Copy the records again, requests included, starting at the line that contains "mat inside shop?" and stopping after the line that contains "[517,610,562,657]". Raise every box coordinate in the answers by 76, and leave out all other lines.

|---|

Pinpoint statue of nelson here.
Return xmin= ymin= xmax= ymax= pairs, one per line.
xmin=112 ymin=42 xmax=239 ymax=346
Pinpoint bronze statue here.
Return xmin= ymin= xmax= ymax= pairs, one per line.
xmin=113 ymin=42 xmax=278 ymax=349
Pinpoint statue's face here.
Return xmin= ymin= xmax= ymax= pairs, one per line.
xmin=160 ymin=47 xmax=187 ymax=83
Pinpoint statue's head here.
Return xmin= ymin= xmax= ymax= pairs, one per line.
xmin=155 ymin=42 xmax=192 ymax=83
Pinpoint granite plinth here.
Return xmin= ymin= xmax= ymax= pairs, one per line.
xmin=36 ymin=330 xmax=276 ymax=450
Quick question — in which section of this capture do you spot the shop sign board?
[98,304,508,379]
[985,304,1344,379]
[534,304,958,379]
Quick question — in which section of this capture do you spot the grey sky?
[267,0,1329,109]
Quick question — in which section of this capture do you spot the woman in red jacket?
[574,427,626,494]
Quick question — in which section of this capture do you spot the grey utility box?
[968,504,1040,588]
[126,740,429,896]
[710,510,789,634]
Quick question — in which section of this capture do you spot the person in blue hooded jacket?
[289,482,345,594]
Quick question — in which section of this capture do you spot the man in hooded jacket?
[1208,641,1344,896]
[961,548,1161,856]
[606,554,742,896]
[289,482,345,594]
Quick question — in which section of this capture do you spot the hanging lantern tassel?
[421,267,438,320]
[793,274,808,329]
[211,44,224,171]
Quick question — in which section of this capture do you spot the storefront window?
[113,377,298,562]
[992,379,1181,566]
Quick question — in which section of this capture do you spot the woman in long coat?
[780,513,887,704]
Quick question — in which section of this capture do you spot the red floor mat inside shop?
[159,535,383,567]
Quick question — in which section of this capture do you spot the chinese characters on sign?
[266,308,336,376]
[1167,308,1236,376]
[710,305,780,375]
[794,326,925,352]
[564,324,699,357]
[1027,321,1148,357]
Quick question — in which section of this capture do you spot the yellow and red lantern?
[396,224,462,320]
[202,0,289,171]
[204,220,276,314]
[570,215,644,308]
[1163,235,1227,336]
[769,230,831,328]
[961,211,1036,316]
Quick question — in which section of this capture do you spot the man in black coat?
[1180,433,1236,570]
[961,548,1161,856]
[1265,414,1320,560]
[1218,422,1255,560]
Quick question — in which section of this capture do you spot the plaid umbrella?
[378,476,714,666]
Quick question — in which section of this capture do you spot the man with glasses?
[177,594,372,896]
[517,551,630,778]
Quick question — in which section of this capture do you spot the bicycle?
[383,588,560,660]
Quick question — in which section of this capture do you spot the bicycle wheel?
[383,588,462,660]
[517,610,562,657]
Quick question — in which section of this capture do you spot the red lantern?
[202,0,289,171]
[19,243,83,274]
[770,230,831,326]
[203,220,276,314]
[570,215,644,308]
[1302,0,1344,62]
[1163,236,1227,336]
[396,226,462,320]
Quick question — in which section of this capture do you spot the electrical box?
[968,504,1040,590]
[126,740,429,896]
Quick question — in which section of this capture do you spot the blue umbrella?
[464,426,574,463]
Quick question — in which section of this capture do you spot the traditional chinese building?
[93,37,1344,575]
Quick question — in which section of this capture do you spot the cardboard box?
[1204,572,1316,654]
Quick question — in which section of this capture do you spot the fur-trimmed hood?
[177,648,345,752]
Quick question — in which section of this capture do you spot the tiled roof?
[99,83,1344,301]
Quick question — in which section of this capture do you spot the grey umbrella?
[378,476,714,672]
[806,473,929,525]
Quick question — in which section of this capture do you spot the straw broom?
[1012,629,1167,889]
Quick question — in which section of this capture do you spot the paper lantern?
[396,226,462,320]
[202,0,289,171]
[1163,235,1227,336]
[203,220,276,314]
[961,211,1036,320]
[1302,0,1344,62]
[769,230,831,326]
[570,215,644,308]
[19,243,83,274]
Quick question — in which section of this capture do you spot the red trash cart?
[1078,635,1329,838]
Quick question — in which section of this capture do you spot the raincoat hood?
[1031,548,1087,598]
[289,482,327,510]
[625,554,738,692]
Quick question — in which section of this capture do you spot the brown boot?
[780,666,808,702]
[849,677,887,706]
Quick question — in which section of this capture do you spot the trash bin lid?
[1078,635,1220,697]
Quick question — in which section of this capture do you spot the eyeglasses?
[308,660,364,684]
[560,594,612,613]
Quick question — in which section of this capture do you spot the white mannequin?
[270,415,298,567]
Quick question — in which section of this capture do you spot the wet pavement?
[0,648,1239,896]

|---|

EXERCISE RESPONSE |
Quick question — in which section of this capture do you spot the red floor mat inside shop?
[235,611,459,643]
Quick question — in which section of this capture do you spot the chinese characters on sign?
[342,384,412,452]
[1243,384,1312,452]
[786,381,856,451]
[870,402,1001,428]
[640,400,775,433]
[1103,397,1224,433]
Quick question — in which section of this capture do you spot the yellow and red lantern?
[472,300,538,396]
[278,76,365,247]
[280,296,352,390]
[646,291,720,384]
[1239,311,1303,412]
[845,306,907,404]
[1037,287,1112,392]
Quick question — in which section of this capture do you spot the man in black coat?
[1256,509,1312,646]
[1037,624,1237,932]
[1341,490,1396,636]
[1294,498,1331,636]
Quick question — in which section of this capture do you spot the plaid umbrella?
[454,552,790,742]
Quick question — in which section of this capture do you spot the man with glasses?
[253,670,448,972]
[593,627,706,854]
Quick question — in which section of this capture do you spot the bicycle?
[459,664,636,736]
Quick question — in which section of this capture do you spot the bicycle wheel?
[459,664,538,736]
[593,686,638,733]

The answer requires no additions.